Dataset content START

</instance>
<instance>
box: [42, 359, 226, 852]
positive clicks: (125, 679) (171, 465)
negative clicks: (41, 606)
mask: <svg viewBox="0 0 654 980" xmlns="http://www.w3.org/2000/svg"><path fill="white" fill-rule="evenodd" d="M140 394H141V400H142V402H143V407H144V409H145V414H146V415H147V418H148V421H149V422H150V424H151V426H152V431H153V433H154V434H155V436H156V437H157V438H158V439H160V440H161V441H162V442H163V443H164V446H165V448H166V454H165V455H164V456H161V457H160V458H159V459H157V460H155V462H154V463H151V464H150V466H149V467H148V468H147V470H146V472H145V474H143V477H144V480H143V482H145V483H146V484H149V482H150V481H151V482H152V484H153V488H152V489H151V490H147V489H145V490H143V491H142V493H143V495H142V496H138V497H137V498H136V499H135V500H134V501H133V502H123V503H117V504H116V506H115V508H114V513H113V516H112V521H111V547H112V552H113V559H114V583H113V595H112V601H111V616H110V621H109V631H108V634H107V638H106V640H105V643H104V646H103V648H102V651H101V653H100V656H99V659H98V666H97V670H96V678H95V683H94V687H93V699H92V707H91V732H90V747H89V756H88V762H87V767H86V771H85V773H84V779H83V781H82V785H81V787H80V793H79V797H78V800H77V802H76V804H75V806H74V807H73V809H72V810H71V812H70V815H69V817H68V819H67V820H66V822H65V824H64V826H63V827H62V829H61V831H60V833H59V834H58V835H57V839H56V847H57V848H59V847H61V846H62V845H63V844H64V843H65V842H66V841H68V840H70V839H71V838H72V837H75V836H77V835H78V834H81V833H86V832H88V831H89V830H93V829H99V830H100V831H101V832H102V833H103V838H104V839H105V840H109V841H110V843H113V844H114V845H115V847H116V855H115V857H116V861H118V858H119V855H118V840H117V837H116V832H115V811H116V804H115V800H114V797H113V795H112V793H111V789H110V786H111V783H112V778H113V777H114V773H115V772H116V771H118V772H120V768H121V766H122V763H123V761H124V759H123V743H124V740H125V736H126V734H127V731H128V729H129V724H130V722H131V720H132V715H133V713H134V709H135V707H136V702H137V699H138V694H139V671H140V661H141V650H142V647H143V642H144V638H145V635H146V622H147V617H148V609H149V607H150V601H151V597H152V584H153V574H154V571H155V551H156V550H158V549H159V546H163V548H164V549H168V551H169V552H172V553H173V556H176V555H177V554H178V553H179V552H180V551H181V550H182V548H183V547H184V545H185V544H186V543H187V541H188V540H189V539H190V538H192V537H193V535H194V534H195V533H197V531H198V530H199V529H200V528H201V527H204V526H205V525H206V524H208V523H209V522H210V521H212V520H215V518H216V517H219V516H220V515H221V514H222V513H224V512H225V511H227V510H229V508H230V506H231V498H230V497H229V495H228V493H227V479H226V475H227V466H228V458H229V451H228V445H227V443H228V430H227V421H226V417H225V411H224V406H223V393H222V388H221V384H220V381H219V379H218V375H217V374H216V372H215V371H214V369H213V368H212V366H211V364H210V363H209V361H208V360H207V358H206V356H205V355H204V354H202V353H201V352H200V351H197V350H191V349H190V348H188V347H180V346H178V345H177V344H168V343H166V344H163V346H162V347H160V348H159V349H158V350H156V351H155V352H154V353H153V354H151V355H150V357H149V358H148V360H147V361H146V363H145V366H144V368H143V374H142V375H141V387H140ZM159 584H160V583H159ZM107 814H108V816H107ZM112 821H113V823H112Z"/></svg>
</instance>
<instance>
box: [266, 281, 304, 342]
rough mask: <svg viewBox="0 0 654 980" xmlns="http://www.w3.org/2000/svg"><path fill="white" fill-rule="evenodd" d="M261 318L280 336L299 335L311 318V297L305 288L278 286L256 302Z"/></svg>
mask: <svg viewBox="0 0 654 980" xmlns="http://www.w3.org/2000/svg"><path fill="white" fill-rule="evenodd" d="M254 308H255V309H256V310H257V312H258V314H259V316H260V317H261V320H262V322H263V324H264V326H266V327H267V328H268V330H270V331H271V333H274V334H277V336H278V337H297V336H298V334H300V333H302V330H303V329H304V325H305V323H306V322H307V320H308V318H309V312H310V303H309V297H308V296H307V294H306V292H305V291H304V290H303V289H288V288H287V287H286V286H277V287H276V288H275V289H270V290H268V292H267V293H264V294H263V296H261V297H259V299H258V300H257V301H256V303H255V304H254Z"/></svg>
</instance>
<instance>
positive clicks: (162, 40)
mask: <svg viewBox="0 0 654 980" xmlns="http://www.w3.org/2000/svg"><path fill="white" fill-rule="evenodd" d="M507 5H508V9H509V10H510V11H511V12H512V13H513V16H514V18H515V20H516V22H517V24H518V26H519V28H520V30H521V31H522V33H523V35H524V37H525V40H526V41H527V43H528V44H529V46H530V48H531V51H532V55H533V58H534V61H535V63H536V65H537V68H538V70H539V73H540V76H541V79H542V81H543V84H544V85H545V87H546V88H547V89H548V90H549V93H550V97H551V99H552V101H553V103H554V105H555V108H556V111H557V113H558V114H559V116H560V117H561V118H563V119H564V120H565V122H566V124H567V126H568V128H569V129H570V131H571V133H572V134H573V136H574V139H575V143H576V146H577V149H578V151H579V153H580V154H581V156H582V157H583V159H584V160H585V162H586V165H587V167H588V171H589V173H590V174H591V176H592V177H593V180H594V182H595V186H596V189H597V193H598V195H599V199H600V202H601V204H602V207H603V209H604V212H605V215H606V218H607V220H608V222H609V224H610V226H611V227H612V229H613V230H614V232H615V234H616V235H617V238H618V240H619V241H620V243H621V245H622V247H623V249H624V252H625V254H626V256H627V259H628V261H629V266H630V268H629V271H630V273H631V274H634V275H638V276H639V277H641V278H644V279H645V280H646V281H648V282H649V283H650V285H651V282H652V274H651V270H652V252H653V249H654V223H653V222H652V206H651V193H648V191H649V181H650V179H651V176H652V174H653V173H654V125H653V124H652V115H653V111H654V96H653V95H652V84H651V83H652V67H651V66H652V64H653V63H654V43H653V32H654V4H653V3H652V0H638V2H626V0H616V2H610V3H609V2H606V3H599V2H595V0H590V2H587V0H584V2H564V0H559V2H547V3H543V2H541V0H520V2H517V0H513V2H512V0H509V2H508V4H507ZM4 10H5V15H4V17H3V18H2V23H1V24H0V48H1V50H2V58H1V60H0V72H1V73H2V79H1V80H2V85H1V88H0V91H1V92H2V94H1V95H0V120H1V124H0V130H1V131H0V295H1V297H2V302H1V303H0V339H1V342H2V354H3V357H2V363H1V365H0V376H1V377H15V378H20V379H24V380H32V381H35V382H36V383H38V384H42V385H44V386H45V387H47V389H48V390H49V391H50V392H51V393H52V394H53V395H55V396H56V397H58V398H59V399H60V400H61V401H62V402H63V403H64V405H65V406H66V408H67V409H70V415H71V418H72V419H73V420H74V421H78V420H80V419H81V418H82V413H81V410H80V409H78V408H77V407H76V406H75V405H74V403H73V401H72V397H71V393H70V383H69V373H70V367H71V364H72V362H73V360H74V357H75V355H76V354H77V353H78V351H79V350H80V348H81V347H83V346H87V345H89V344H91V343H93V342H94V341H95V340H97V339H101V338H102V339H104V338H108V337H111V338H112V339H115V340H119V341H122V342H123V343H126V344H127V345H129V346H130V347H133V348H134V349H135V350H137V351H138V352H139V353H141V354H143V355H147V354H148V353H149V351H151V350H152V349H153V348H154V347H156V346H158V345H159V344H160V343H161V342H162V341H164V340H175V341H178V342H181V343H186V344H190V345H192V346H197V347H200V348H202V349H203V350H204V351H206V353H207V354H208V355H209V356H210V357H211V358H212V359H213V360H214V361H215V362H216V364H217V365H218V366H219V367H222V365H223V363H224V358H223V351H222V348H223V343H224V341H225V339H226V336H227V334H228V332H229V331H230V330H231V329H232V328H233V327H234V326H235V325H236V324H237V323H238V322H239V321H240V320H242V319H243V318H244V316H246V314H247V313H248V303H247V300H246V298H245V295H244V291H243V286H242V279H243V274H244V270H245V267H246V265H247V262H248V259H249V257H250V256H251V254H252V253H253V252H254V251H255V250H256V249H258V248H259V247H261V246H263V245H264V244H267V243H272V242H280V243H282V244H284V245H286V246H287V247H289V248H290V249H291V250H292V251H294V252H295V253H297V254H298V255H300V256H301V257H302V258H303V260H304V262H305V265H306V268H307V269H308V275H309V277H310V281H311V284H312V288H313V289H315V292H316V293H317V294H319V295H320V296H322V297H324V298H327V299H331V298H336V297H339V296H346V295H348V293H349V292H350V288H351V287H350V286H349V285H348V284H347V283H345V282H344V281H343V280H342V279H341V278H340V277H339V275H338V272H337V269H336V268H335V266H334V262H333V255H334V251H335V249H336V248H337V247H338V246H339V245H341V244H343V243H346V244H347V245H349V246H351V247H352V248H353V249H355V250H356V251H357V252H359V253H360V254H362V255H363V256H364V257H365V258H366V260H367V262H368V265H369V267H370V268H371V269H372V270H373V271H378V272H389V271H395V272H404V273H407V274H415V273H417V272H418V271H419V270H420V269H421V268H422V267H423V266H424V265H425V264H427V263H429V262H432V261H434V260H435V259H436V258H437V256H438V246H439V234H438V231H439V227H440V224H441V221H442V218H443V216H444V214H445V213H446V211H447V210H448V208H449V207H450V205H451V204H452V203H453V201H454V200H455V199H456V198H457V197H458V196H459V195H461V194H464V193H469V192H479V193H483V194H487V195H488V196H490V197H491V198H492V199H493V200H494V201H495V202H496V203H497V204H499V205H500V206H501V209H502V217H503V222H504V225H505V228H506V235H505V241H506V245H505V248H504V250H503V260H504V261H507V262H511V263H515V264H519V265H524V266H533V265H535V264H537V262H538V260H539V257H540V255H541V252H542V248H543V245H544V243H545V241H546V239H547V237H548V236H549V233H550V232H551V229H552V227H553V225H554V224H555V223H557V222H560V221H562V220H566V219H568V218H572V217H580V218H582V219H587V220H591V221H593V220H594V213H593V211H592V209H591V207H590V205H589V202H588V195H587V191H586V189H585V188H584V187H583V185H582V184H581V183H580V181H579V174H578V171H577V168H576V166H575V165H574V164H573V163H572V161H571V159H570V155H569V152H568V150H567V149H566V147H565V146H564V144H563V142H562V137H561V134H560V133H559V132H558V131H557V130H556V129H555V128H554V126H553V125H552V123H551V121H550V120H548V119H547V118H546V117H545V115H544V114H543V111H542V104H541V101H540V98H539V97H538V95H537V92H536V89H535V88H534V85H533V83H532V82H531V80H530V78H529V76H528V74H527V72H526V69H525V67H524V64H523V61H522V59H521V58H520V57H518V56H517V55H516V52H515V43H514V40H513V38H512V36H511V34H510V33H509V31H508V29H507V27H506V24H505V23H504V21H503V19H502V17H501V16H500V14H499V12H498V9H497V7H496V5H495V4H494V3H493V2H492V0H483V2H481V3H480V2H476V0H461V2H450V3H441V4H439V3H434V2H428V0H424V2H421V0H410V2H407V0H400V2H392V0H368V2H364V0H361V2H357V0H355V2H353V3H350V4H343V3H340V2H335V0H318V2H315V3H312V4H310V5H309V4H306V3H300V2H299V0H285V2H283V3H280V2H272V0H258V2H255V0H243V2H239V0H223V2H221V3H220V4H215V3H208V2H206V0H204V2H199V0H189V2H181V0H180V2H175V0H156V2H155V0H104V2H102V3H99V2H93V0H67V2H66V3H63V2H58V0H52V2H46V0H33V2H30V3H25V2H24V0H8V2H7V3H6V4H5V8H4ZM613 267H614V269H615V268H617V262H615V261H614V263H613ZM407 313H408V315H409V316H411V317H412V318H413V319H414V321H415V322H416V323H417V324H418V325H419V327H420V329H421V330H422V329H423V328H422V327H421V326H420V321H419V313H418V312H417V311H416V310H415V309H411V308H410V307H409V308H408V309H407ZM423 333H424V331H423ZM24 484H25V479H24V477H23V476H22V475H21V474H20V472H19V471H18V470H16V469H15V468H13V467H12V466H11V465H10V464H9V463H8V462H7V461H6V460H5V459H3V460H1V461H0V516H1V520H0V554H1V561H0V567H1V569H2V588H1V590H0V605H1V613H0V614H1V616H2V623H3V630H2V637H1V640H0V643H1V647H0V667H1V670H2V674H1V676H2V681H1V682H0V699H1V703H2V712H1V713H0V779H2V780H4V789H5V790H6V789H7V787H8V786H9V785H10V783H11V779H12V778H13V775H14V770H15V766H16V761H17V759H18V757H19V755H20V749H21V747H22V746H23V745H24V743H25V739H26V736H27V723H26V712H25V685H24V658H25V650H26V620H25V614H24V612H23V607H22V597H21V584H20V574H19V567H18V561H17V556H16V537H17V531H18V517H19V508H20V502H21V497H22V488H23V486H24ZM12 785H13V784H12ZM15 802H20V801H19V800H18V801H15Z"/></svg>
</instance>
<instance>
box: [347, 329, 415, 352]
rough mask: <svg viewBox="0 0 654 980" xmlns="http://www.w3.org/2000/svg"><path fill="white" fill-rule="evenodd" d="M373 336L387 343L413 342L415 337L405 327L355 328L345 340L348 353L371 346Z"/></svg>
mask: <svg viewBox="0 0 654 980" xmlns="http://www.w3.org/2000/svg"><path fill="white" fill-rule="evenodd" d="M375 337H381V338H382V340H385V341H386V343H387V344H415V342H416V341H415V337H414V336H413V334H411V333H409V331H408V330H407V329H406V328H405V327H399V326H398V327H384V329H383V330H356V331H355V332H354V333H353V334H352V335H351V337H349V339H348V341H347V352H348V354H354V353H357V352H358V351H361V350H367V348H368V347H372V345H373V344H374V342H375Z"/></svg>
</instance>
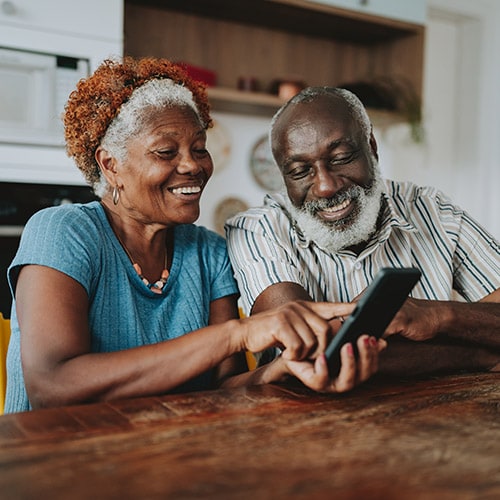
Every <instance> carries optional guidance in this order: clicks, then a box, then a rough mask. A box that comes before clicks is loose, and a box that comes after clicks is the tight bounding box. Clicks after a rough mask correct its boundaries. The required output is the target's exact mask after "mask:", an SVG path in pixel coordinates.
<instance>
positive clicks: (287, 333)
mask: <svg viewBox="0 0 500 500" xmlns="http://www.w3.org/2000/svg"><path fill="white" fill-rule="evenodd" d="M354 307H355V304H347V303H346V304H335V303H329V302H308V301H300V300H299V301H294V302H289V303H287V304H285V305H283V306H281V307H278V308H277V309H273V310H269V311H265V312H262V313H259V314H255V315H252V316H250V317H248V318H245V319H242V320H240V326H241V327H242V328H241V329H240V332H241V333H240V334H241V344H242V345H241V348H242V350H243V349H246V350H248V351H251V352H260V351H263V350H264V349H267V348H269V347H279V348H280V349H281V350H282V357H283V359H286V360H305V359H315V358H317V357H318V356H319V355H320V354H322V353H323V352H324V351H325V349H326V346H327V345H328V342H329V340H330V338H331V337H332V335H333V333H334V332H333V331H332V326H331V325H330V323H329V321H331V320H333V319H334V318H335V317H338V316H344V315H348V314H350V313H351V312H352V310H353V309H354Z"/></svg>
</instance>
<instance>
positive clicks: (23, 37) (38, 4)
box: [0, 0, 123, 184]
mask: <svg viewBox="0 0 500 500" xmlns="http://www.w3.org/2000/svg"><path fill="white" fill-rule="evenodd" d="M0 47H8V48H15V49H23V50H27V51H34V52H41V53H47V54H56V55H62V56H70V57H75V58H83V59H87V60H89V62H90V69H91V70H94V69H95V68H96V67H97V66H98V65H99V64H100V62H101V61H102V60H103V59H106V58H108V57H112V56H117V55H118V56H119V55H122V53H123V0H0ZM0 181H3V182H5V181H12V182H42V183H53V184H83V183H84V181H83V178H82V176H81V174H80V171H79V170H78V169H77V168H76V167H75V166H74V165H73V162H72V160H70V159H69V158H68V157H67V155H66V152H65V149H64V147H48V146H47V147H43V146H33V145H29V144H9V143H6V142H5V143H0Z"/></svg>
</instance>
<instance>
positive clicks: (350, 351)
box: [282, 335, 387, 393]
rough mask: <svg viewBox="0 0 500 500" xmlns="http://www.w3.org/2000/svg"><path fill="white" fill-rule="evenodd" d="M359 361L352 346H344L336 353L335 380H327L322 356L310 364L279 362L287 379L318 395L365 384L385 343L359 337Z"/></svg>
mask: <svg viewBox="0 0 500 500" xmlns="http://www.w3.org/2000/svg"><path fill="white" fill-rule="evenodd" d="M356 345H357V348H358V352H359V357H358V359H356V357H355V356H354V351H353V346H352V345H351V344H345V345H344V346H343V347H342V349H341V351H340V359H341V368H340V372H339V374H338V376H337V377H336V378H334V379H332V378H330V374H329V371H328V365H327V361H326V358H325V355H324V354H320V355H319V356H318V357H317V358H316V359H315V360H313V361H307V360H306V361H294V360H283V361H282V362H283V364H284V366H285V367H286V369H287V370H288V373H289V374H290V375H294V376H295V377H297V378H298V379H299V380H300V381H301V382H302V383H303V384H304V385H306V386H307V387H309V388H310V389H313V390H315V391H318V392H328V393H337V392H346V391H349V390H351V389H353V388H354V387H355V386H356V385H358V384H360V383H362V382H364V381H366V380H368V379H369V378H370V377H371V376H372V375H373V374H374V373H376V372H377V370H378V356H379V353H380V352H381V351H382V350H383V349H385V347H386V346H387V343H386V341H385V340H383V339H380V340H378V341H377V340H376V339H375V337H369V336H368V335H362V336H361V337H359V339H358V341H357V344H356Z"/></svg>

Dataset content END

◆ Job item:
Repeat the lines from the line that contains "Every <instance> carries" to the line that contains "positive clicks: (287, 333)", word for word.

◆ Task answer:
Every <instance> carries optional guidance in this order: clicks, then a box, then a rough mask. A box that comes before clicks is loose, and a box that comes after clicks is the tight bounding box. Clicks after a rough mask correct its boundaries. The required output is the target's exact mask after "mask:", an SVG path in pixel coordinates.
<instance>
positive clicks: (287, 333)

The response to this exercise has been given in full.